┌─ Source passage
"I Can't Live Without My Radio" is the lead single from LL Cool J's debut album, Radio. It was released in 1985 for Def Jam Recordings and was both written and produced by LL Cool J and Rick Rubin. It is a love song to the boombox. The song found modest success, making it to #15 on the Hot R&B/Hip-Hop Singles & Tracks. "I Can't Live Without My Radio" was released with the follow-up single "I Can Give You More". It is the first Def Jam single distributed through Columbia Records.

A section of the song performed by LL Cool J is featured during the auditions process in the 1985 pioneering hip hop movie Krush Groove. This part was created for LL Cool J and another female singer, Nayobe, as an excuse to include their music in the motion picture. LL Cool J himself also has a line, "Box!" (his only line in the movie).

The song was featured in the film Get Rich or Die Tryin', which stars rapper 50 Cent, and was also featured in the soundtrack of the video game True Crime: New York City.
└─
┌─ Data lines
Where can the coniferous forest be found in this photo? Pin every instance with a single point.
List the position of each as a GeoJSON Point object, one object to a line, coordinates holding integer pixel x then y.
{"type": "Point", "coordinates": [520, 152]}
└─
### Exercise set
A. Reproduce the part of the article on "I Can't Live Without My Radio" that opens with the words containing "A section of" and closes with "in the movie).".
B. Write the next part of the article on "I Can't Live Without My Radio," picking up right after its final sentence.

### Expected answers
A.
A section of the song performed by LL Cool J is featured during the auditions process in the 1985 pioneering hip hop movie Krush Groove. This part was created for LL Cool J and another female singer, Nayobe, as an excuse to include their music in the motion picture. LL Cool J himself also has a line, "Box!" (his only line in the movie).

B.
It is number 12 on VH1's 100 Greatest Songs of Hip Hop.

The line from the song "And your Radio's Def when my Record's on" is featured in the chorus of the Eazy-E song "Radio", featured on his debut album, Eazy-Duz-It.

The song was later covered by Minnesota band Halloween, Alaska, and also by British noise rock group World Domination Enterprises.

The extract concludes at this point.